» DOCUMENT EXCERPT:
◆ ◆ ◆
I had one of those uniquely "Tara in Turkey" days that is the direct chemical reaction of my personality mixed with Turkish misinformation and kind stewardship. The element in my personality that I refer to here is my chronic indecisiveness, or lack of trust in my own decision-making process. Compound this with my habit of waiting to do something until the last minute so that I need to rush, and you have created a space for many, many mistakes. Now combine these bad habits with misinformation garnered from the general Turkish public wishing to be helpful or Turkish government offices wishing to be unhelpful, and you have created several hours of waste.
It started with me rushing off to my dentist appointment, son in tow, on the wrong day. Of course I didn't know that at the time.
◆ ◆ ◆
» RECORDS SHOWN:

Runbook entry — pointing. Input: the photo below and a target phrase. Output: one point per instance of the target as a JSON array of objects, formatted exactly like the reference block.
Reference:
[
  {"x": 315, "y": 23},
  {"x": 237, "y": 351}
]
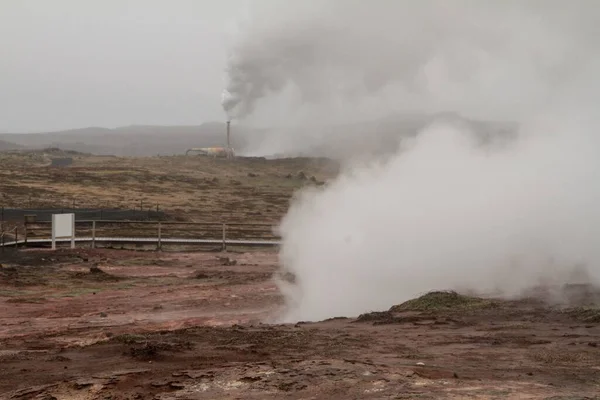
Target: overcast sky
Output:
[{"x": 78, "y": 63}]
◆ ◆ ◆
» TO DO:
1 – Do these statements agree with the blog post about a day in Turkey? Answer yes or no for each, quoting the deciding words. (a) The writer went to the dentist appointment alone. (b) The writer admits to a habit of waiting until the last minute. (c) Turkish government offices are described as wishing to be helpful.
2 – Can you transcribe the blog post exactly, starting at "I had one of" and ending at "hours of waste."?
3 – Could you finish out the next part of the blog post about a day in Turkey, picking up after its last sentence?
The data after the blog post is separate material, unconnected to it.

» RESULTS FOR EACH TASK:
1 –
(a) No: "son in tow"
(b) Yes: "my habit of waiting to do something until the last minute so that I need to rush"
(c) No: "Turkish government offices wishing to be unhelpful"

2 –
I had one of those uniquely "Tara in Turkey" days that is the direct chemical reaction of my personality mixed with Turkish misinformation and kind stewardship. The element in my personality that I refer to here is my chronic indecisiveness, or lack of trust in my own decision-making process. Compound this with my habit of waiting to do something until the last minute so that I need to rush, and you have created a space for many, many mistakes. Now combine these bad habits with misinformation garnered from the general Turkish public wishing to be helpful or Turkish government offices wishing to be unhelpful, and you have created several hours of waste.

3 –
Allow me to welcome you into my brain: do I take (1) the bus or (2) the dolmuş, metro, walking combination? Well obviously I want the bus. But remember, the shortest way is the one you know, "en kısa yol bildiğin yoldur" and I knew the tri-ped way. The reason I'm familiar with the longer route, in fact, is because I already took the bus to the same place last week without actually arriving there. It involved going one hour away from the city, a ride filled with clues that something wasn't quite right, and then an hour back to my starting point bringing me physically no closer to my destination, but much closer to the shedding of the ego. Yes, the guy at the wrong Dental Hospital told me: herşeyde bir hayır vardır, or: there is a "good" in everything, which is the kind of stuff I love to hear because it makes me feel good when I get lost. By the way, I just spent 20 minutes trying to look up the more figurative translation online, but alas, it produced only crap. Please suggest a better one. I always took this expression to mean: "everything happens for a reason that we can't always know." Anyway, I spent the second hour-long bus ride trying to figure out what that could be. (1) I really liked the woman I sat next to on the way there, with her smartness, or, in other words, her quick understanding of my needs, jokes, questions: usually my encounters are full of misunderstandings or questions targeted at me: how did I learn Turkish, where am I from, is Turkey more beautiful or America... She had none of those, and still I learned about her that she worked on shifting nights shifts at a bakery, had recently moved, had a 6 year old daughter and really was one of those rare Turks that follow how my brain works and guesses my needs before I state them. And yet, she was a covered factory worker. I love when my presumptions are knocked to the floor and swallowed up in flour. (2) Plus, I got a chance to listen to my downloaded book: Infinite Possibilities and get inspired. Of course the first part of the second hour was full of heat and crankiness, but that was soon replaced with a bit of (3) laughing at my own expense, thus the ego shattering. The end of that story is that I got back almost literally to my starting point, 2 hours later, and this time took the metro and then walked about a mile to the dentist, only to make an appointment for the next week.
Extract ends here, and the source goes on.